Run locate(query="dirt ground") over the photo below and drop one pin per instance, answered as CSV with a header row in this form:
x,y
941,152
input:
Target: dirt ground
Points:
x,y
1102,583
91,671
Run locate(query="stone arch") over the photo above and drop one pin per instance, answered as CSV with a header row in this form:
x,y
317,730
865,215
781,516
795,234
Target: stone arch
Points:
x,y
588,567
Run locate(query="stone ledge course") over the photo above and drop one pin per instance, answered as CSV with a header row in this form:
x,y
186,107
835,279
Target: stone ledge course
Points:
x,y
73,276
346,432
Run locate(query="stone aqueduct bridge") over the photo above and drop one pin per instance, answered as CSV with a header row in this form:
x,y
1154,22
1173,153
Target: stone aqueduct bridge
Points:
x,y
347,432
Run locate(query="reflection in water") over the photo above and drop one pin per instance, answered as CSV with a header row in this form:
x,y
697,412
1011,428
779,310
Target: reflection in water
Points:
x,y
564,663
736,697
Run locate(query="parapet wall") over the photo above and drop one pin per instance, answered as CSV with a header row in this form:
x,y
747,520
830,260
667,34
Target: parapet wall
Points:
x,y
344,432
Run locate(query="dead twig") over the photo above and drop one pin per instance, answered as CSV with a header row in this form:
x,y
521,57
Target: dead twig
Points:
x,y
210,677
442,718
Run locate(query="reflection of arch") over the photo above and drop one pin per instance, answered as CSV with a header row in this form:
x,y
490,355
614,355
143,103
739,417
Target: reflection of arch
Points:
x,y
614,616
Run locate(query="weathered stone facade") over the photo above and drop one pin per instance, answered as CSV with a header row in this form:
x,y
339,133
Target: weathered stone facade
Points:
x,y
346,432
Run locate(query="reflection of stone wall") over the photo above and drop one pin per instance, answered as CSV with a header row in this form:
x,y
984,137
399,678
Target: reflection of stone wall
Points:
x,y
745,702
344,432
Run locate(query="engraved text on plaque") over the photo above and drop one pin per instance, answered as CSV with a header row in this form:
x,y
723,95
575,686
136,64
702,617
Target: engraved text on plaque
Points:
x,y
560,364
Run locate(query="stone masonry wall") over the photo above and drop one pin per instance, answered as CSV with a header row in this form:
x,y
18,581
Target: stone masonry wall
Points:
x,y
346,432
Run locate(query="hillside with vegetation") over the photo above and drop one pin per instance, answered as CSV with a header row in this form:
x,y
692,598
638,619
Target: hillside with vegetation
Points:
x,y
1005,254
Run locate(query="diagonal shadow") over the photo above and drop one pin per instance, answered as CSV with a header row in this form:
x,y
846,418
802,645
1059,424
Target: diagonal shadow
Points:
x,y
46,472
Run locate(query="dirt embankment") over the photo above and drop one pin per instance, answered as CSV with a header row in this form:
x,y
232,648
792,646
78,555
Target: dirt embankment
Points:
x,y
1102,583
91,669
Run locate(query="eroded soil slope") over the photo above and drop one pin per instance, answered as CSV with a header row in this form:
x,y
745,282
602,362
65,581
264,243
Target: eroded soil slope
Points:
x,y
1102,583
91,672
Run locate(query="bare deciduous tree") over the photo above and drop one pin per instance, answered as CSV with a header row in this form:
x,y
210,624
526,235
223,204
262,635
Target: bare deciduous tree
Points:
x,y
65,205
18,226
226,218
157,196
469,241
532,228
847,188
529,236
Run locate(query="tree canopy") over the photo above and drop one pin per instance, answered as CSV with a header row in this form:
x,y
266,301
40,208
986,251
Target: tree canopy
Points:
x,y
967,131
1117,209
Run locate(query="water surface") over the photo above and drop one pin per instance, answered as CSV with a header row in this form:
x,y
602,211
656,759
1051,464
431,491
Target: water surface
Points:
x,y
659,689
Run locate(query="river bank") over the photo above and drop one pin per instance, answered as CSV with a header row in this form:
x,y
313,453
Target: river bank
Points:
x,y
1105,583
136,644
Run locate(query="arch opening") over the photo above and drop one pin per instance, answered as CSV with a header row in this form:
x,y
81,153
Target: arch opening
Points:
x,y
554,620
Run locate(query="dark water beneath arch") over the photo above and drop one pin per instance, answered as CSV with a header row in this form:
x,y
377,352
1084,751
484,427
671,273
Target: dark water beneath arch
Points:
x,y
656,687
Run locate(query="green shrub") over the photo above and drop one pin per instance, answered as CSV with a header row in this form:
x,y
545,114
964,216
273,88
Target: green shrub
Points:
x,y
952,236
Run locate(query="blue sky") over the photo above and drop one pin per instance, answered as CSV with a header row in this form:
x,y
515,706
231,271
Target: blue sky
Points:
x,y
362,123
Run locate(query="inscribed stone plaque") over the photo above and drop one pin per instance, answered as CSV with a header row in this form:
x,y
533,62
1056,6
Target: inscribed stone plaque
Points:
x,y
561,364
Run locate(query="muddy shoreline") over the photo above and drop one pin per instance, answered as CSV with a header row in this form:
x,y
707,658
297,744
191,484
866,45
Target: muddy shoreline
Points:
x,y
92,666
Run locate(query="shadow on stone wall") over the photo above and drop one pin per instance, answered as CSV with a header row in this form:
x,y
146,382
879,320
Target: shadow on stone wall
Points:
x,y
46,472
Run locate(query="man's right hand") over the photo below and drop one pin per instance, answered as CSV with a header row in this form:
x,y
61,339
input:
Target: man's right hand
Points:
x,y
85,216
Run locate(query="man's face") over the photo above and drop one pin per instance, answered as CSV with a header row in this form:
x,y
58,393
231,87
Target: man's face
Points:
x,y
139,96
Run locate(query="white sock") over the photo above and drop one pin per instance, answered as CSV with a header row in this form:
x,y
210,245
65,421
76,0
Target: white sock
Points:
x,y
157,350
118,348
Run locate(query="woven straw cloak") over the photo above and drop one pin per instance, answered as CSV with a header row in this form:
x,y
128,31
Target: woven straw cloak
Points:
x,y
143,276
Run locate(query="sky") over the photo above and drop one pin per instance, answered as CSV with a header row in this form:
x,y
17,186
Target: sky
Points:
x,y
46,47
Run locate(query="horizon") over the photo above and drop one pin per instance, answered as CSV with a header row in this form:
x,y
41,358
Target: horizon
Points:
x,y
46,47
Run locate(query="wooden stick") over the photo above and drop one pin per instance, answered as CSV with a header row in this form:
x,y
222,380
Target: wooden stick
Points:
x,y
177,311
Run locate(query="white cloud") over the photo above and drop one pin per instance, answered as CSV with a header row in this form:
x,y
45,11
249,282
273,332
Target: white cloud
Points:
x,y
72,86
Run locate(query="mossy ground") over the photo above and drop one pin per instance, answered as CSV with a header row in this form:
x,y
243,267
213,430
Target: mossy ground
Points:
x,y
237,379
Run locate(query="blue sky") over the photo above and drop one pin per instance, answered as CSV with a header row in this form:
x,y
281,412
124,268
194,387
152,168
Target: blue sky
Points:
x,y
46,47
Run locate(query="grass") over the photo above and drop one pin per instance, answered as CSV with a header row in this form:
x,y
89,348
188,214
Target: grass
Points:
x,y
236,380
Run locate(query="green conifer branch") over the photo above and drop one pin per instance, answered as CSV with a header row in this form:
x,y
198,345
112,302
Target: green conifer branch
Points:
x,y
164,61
=-=-=
▸ YOUR OBJECTIVE: Filter the records for lines holding the string "dark". Copy each one.

▸ RESPONSE:
Run locate(query="dark water beneath arch") over the photo above and drop one pin per instance, answered as CSV with a header row in this form:
Target: dark water beneath arch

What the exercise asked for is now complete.